EXERCISE OBJECTIVE> Pull out each line of the entries below and reproduce it unchanged.

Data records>
+--
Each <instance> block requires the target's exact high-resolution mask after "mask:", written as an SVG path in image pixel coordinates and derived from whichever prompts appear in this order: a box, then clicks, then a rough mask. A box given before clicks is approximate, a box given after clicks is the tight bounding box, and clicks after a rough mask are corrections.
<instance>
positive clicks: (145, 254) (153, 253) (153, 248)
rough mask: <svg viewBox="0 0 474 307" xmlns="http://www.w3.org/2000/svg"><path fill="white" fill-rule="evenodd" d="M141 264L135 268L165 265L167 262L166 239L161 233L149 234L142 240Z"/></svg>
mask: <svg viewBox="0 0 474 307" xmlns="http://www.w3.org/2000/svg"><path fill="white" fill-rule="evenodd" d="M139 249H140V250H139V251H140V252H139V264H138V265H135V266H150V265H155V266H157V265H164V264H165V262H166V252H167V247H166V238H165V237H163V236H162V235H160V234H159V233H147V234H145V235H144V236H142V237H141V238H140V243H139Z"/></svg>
+--
SOLUTION BELOW>
Each <instance> block requires the target's exact high-resolution mask after "mask:", written as an SVG path in image pixel coordinates and derived from whichever prompts appear in this order: a box, then clicks, then a rough mask. A box given before clicks is approximate, a box given after clicks is the tight bounding box, and clicks after a rough mask are corrections.
<instance>
positive clicks: (145, 254) (153, 253) (153, 248)
rough mask: <svg viewBox="0 0 474 307" xmlns="http://www.w3.org/2000/svg"><path fill="white" fill-rule="evenodd" d="M141 264L135 268L165 265L167 262L166 239L161 233L149 234L142 240Z"/></svg>
mask: <svg viewBox="0 0 474 307" xmlns="http://www.w3.org/2000/svg"><path fill="white" fill-rule="evenodd" d="M139 249H140V250H139V251H140V252H139V264H138V265H135V266H150V265H155V266H157V265H164V264H165V262H166V252H167V247H166V238H165V237H163V236H162V235H160V234H159V233H147V234H145V235H144V236H142V237H141V238H140V243H139Z"/></svg>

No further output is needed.